WHAT IS BEING ASKED | Pull out the rows below word for word, everything from the line containing "Task: Find the fortress" down to the end of the rows, with both ends included and nothing else.

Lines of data
# # # # # # #
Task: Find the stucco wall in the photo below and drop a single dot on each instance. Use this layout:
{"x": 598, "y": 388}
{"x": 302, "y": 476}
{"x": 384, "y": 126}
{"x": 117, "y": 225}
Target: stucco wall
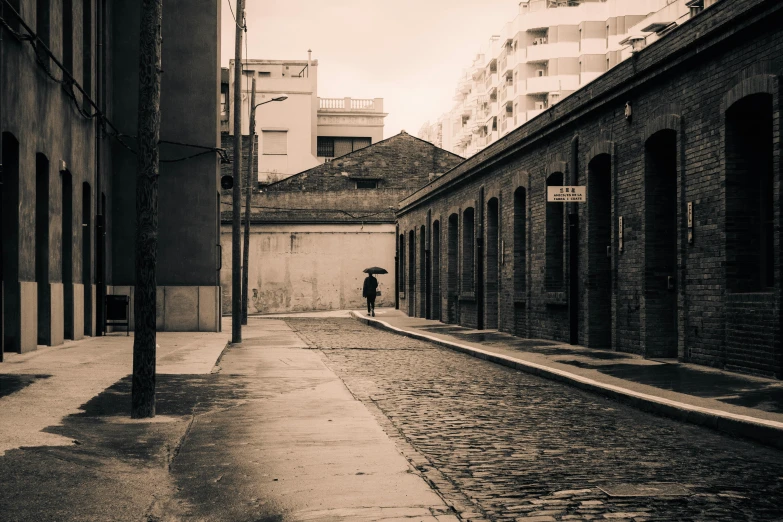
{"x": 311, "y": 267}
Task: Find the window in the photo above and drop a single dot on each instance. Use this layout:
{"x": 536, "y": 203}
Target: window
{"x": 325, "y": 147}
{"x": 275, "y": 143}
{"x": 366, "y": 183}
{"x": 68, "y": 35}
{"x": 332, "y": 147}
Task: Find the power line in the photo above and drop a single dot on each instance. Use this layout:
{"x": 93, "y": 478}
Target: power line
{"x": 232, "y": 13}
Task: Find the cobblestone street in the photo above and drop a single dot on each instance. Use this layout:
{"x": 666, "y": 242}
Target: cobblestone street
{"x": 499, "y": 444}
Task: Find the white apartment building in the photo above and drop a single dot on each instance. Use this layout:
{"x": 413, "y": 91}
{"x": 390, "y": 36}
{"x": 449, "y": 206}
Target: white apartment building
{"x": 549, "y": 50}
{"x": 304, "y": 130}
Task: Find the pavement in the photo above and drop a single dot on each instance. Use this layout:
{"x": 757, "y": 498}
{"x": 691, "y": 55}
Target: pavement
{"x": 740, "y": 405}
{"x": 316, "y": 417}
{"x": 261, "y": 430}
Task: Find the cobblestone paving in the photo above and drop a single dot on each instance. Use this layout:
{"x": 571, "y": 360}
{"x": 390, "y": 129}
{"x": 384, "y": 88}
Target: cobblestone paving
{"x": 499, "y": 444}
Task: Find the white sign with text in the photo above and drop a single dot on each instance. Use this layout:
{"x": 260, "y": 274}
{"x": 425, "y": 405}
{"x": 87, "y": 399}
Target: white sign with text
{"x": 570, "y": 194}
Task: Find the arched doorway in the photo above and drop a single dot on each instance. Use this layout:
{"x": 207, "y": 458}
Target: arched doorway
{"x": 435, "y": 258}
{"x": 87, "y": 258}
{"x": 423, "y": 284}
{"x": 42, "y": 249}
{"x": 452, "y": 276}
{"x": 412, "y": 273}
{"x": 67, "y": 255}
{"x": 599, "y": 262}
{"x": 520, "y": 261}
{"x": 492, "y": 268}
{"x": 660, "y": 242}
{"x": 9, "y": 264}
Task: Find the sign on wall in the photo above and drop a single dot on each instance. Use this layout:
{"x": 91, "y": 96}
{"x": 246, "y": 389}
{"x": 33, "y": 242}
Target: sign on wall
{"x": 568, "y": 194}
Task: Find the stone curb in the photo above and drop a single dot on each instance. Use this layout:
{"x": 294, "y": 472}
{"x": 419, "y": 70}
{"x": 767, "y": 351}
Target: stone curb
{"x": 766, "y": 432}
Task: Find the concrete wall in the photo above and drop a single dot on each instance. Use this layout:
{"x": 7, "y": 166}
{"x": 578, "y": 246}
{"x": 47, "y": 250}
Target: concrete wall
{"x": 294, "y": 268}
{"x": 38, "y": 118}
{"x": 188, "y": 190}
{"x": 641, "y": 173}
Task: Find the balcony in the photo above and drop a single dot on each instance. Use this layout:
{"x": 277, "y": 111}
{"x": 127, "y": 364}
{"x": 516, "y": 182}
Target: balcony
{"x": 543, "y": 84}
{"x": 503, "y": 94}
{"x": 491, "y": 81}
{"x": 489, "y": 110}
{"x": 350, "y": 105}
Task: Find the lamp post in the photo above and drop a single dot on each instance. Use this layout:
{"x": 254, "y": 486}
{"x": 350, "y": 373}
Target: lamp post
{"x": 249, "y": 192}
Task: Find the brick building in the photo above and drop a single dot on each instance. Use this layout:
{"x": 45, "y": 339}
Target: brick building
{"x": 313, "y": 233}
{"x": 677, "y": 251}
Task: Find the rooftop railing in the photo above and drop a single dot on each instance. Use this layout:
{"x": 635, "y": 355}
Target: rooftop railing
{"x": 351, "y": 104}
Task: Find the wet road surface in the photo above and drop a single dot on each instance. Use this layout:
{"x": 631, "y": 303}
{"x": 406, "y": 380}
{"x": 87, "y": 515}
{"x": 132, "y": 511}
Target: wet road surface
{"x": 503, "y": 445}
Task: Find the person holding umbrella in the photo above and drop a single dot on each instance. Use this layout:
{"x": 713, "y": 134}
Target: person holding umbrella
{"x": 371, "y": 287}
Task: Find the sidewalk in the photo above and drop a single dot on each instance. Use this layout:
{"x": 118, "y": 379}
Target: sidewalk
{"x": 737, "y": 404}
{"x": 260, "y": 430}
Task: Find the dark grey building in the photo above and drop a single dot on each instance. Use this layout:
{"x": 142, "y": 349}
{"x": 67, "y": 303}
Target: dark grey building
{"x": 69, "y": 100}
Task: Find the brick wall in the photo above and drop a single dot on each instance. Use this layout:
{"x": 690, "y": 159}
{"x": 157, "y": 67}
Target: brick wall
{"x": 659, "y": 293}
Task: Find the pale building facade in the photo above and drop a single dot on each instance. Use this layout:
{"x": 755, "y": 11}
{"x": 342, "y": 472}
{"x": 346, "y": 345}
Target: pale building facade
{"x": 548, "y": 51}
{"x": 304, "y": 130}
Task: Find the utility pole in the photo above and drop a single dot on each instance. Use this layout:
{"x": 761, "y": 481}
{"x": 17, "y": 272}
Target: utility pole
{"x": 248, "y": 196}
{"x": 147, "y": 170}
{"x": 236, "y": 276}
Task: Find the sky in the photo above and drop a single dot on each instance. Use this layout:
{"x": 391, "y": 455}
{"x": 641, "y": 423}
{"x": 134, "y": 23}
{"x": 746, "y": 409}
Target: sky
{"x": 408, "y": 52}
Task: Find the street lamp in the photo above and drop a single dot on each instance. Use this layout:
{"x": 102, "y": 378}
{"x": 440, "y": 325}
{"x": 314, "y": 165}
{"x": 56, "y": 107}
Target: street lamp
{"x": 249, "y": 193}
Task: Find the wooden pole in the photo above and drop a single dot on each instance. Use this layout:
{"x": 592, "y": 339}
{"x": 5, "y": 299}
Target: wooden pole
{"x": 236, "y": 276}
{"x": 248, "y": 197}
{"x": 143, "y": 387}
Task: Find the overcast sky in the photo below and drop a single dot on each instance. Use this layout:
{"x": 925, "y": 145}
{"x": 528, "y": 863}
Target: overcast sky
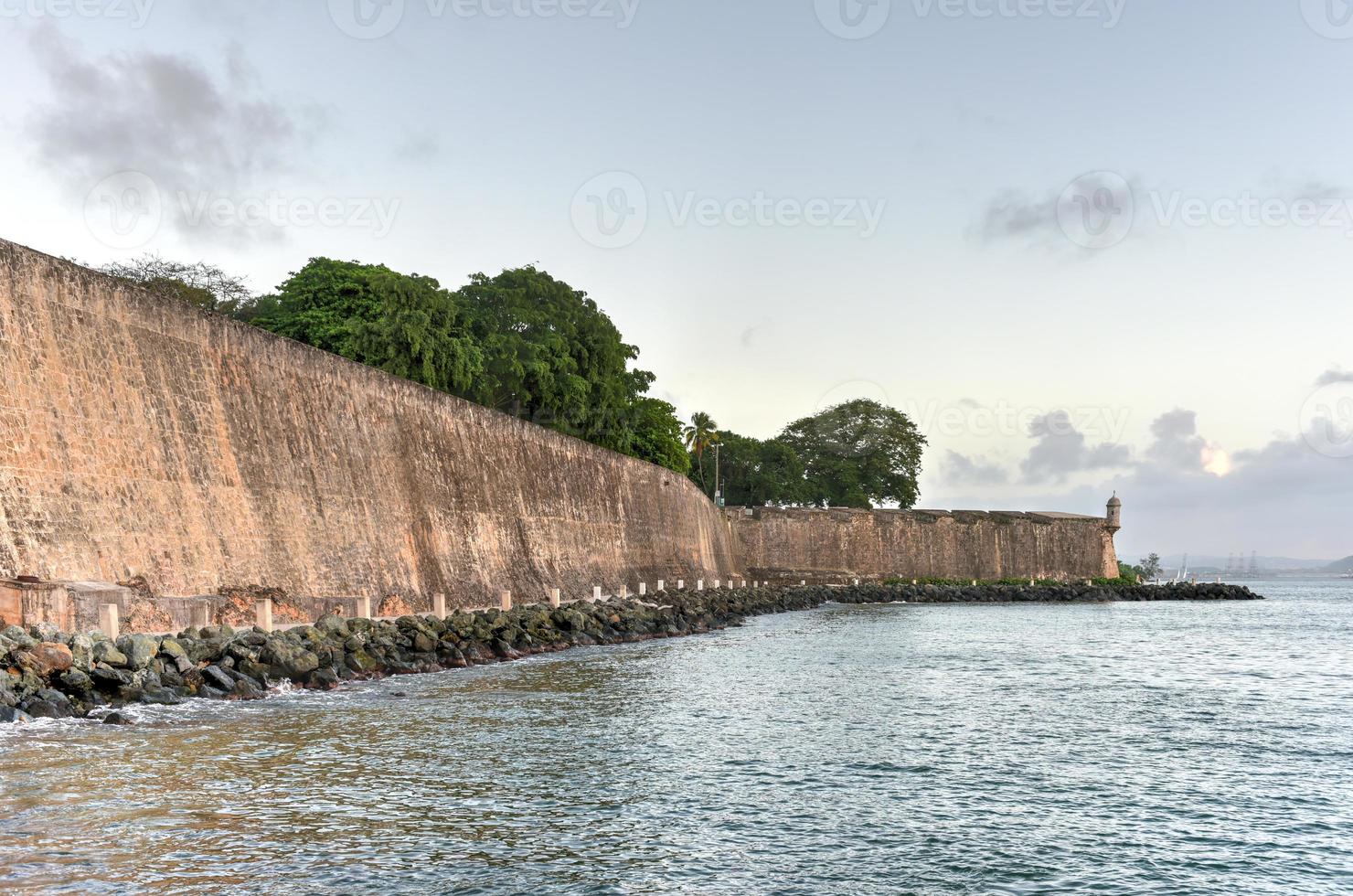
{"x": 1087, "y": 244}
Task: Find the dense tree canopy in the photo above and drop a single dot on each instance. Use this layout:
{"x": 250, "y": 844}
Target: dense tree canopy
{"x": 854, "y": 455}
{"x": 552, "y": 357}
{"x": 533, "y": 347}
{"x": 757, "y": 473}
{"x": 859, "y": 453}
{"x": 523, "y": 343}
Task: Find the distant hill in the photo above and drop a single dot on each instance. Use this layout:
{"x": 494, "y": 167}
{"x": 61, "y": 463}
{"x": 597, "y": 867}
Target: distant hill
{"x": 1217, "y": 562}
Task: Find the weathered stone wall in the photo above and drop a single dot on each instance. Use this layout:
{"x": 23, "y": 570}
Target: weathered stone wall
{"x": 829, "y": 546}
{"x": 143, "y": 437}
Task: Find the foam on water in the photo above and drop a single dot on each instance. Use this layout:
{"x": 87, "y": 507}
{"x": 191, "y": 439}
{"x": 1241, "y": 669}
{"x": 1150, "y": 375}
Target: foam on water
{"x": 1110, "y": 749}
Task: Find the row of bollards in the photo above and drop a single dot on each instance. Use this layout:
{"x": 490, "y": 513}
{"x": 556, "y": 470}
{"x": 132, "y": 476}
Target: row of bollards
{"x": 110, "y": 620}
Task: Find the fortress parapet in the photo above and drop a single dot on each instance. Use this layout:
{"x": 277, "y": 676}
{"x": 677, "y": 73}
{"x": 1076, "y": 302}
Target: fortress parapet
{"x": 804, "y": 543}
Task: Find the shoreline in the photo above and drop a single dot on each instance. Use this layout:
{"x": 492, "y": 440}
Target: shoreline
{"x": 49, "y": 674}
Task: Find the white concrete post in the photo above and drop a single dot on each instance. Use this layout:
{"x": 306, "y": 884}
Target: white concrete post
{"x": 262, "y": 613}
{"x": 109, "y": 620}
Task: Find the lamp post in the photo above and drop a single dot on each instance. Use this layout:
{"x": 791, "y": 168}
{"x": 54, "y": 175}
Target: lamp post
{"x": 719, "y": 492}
# # # # # # #
EXERCISE RESPONSE |
Task: Find the fortress parapet in the photo above and drop a single dot on each instance. Use this layout:
{"x": 277, "y": 676}
{"x": 677, "y": 73}
{"x": 1076, "y": 302}
Target: fortress parapet
{"x": 804, "y": 543}
Task: Find the shoreline in the photo above and drop a single dot on each instance. Use this layout:
{"x": 492, "y": 440}
Target: shoreline
{"x": 49, "y": 674}
Task: Find the white concrete post in the photo above and drop a single dot on each instance. Use this layout:
{"x": 306, "y": 884}
Target: white concrete post
{"x": 262, "y": 613}
{"x": 109, "y": 620}
Task: Find the lamp post in the photo above and drop a single dot on each instance. Use this layout:
{"x": 791, "y": 168}
{"x": 54, "y": 175}
Target: lamp post
{"x": 719, "y": 492}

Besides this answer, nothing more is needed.